Data to use.

##############################

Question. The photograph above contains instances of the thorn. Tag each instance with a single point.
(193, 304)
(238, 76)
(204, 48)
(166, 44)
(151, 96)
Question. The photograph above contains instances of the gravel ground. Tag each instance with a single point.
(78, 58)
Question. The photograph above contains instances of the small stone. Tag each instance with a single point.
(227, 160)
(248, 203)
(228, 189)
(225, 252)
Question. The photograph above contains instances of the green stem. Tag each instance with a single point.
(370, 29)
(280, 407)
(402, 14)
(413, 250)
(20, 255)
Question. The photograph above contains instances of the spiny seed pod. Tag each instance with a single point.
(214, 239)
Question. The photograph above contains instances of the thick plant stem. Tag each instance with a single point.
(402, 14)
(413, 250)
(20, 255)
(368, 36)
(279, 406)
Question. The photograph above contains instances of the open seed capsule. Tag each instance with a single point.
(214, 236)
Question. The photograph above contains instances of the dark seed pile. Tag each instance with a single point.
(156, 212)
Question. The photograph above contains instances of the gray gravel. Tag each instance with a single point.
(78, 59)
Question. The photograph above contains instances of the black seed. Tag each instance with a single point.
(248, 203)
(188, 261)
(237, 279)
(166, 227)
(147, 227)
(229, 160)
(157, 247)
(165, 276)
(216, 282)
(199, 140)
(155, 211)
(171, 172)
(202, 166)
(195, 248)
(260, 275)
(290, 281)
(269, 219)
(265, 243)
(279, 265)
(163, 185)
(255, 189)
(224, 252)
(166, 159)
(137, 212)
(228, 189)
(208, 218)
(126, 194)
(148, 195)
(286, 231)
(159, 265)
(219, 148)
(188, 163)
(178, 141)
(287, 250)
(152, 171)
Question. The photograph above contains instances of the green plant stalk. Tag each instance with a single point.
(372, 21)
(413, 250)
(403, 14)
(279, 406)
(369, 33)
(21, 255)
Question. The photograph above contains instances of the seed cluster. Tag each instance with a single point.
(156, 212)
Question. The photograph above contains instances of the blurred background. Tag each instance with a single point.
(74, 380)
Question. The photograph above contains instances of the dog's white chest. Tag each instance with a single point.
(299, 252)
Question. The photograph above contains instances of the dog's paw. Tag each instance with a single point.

##############################

From the line holding "Question. The photograph above contains instances of the seed" to the last line of the records, quote each line exactly and add nothing.

Complete response.
Question. The photograph above contains instances of the seed cluster. Tag each instance with a single point.
(156, 212)
Question. The photograph above contains instances of the blurred background. Tag each instance with a single point.
(74, 380)
Question. The photograph above contains instances of the dog's white chest. Tag each instance with a single point.
(299, 252)
Question. The photograph above contains instances of the dog's paw. Tag each instance with a single point.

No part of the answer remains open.